■ 掲載文
= = = =

旅する人々の往来の場である空港。ここには搭乗前の時間にはターミナルで食事をしたり、お土産を買ったりする楽しみも待っています。

“東京の空の玄関口”羽田空港国際線ターミナルは自然光を活かした設計がなされ、「和」と「江戸」をイメージした日本情緒ただようフロアが2010年のオープン以降、話題を集めています。コロナ禍の影響で多くの人が渡航制限を余儀なくされている現在の国際線ターミナルを訪ねてみました。

2021年12月中旬、モノレールで国際線ターミナル駅に降り立った人はわずか3人。2つの国内線ターミナル駅に比べて降り立つ人が圧倒的に少ないことを実感する瞬間でした。

航空会社のチェックインカウンターがズラリと並ぶ3階出発ロビーへ。コロナ禍以前は搭乗する人々をひっきりなしに迎え入れていたこのフロアでは、スーツケースを引く人の姿もわずかで、使われている気配のないカウンターも半分以上。閑散とした印象を受けました。

■昔は江戸を、今は東京の空の玄関口を象徴する「はねだ日本橋」

= = = =

■ 提供データ
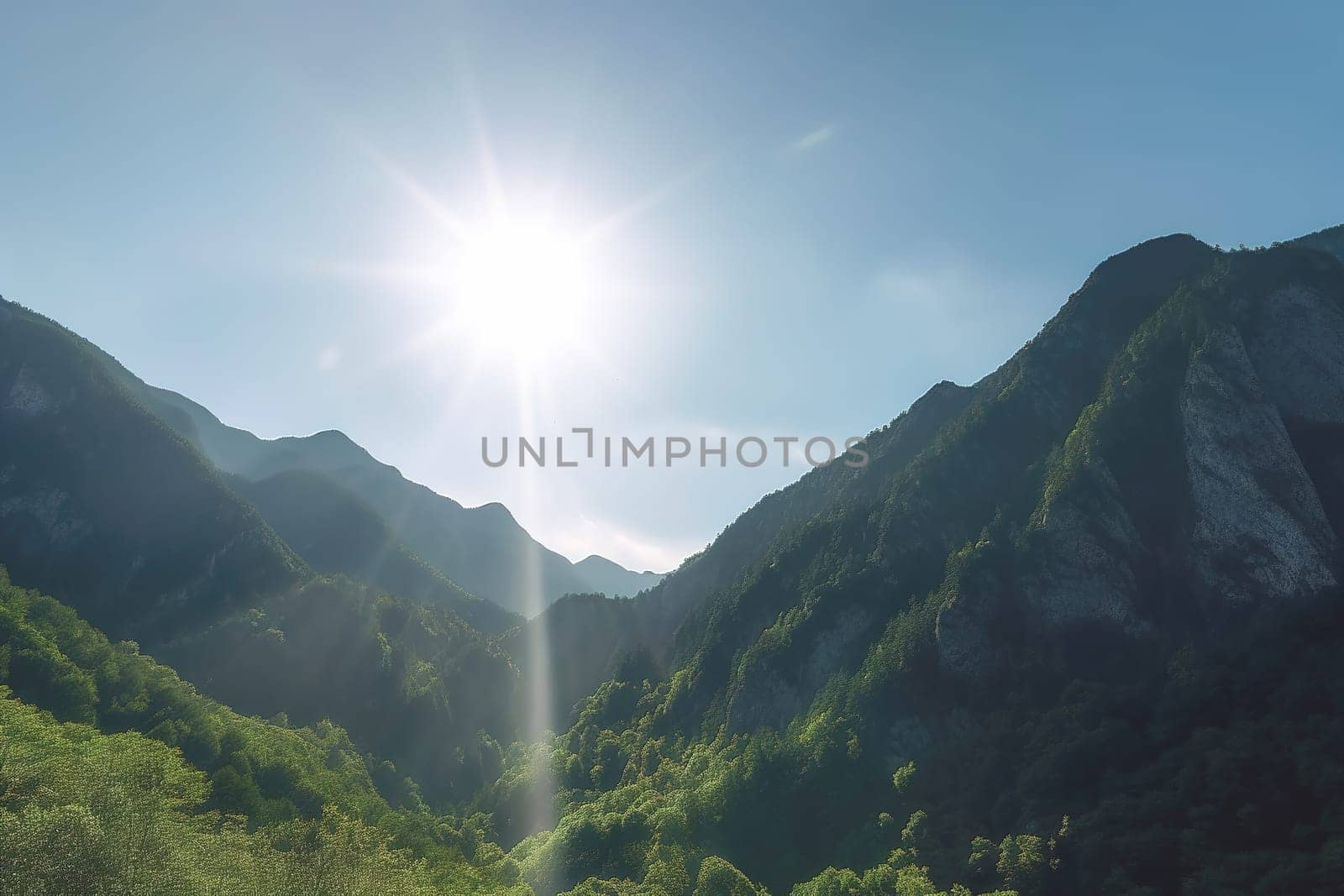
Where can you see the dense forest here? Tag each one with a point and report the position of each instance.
(1074, 629)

= = = =

■ 取り組む課題
**A)** 羽田空港国際線ターミナルの文章で「航空会社のチェックインカウンターが」から始まる段落を、主な事実を残したまま短く書き直してください。
**B)** 羽田空港国際線ターミナルの文章から、"旅する人々の往来の場である空"から"ターミナルを訪ねてみました。"までの部分（"ターミナルを訪ねてみました。"を含む）を、一字も変えずに出力してください。

■ 課題への回答
**A)** チェックインカウンターが並ぶ3階出発ロビーは、コロナ禍以前は搭乗客が絶えなかったが、今はスーツケースを引く人もわずかで、半分以上のカウンターが使われていない様子で閑散としていた。

**B)**
旅する人々の往来の場である空港。ここには搭乗前の時間にはターミナルで食事をしたり、お土産を買ったりする楽しみも待っています。

“東京の空の玄関口”羽田空港国際線ターミナルは自然光を活かした設計がなされ、「和」と「江戸」をイメージした日本情緒ただようフロアが2010年のオープン以降、話題を集めています。コロナ禍の影響で多くの人が渡航制限を余儀なくされている現在の国際線ターミナルを訪ねてみました。